PROBLEM DESCRIPTION = Can you carry the piece below on restaurateurs and the dining slowdown forward from its last sentence?

SELECTED EXTRACT =
_ _ _
Nick reports on what leading restaurateurs in Singapore, Hong Kong, San Francisco, New York, London and Paris are experiencing and predicting.

Recent restaurateurs' revelations have centred on the fact that while customer numbers are still good, particularly between Thursday and Sunday, the average spend is down since we all seem to be drinking less or skipping either a first course, dessert or coffee. The only consolation, they concur, is that at last it is easier to hire good staff, especially cooks.

To discover more, and to see whether leading restaurateurs are beginning to spot any green shoots of recovery after what has been the most tumultuous nine months in the industry for the past 20 years, I asked six restaurateurs for their observations and thoughts on what the immediate future may hold.

Randy See, the enthusiastic MD of Les Amis in Singapore and the recently opened Cépage in Hong Kong, was quick to respond with two radically different reports.

'In Singapore business has been affected at all ends: the number of customers and what they have been spending on food and wine. The period after the SARS outbreak in 2003 was similar but this is lengthier and more challenging. We have been coming up with promotions featuring less expensive ingredients such as wild mushrooms and asparagus that, fortunately, have been well received.
_ _ _
RAW RECORDS =
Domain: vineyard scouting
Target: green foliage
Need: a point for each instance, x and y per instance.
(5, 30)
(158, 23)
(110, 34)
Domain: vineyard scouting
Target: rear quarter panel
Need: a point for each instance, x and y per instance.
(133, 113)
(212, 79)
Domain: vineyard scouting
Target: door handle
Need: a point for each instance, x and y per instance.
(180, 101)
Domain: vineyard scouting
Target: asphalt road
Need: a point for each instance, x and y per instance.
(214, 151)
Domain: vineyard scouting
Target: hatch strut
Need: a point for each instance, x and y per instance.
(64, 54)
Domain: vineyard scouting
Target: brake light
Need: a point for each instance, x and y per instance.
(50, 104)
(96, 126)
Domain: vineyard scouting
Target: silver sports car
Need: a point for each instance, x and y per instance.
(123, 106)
_ _ _
FINAL RESULT =
'Hong Kong has not suffered similar setbacks although many are cutting back on their wines, switching from classed growths to the lesser Rhône regions and Spain. But the last two months have definitely been better with wine sales up 20% – we even sold our first bottle of Château Pétrus in Hong Kong recently!'

See also drew an interesting parallel. Being a restaurateur, he now knows, is like running a marathon, and that if he and his staff do not look after his clients' interests in times such as these, they will never return and he will not survive.

But even long-established restaurateurs such as Judy Rodgers at Zuni Café in San Francisco, still thriving after 30 years, have had to face new challenges. In her case, the stronger dollar has kept away a considerable number of overseas visitors while the state ban on same-sex marriages has deprived her business, only a few blocks from City Hall, of a lot of celebratory wedding parties.

But, in her words, Rodgers 'gambled big time' and it seems to have paid off. 'We closed for a week in May to rebuild the brick oven in which we cook our pizzas and chickens, and really is the focal point of my menu, and to refurbish the upstairs dining room', she said. 'It was a terrifying experience because not only does the restaurant depend on this one oven but so do 100 employees' livelihoods.' Happily, the gamble paid off and business was back to normal within three days of re-opening.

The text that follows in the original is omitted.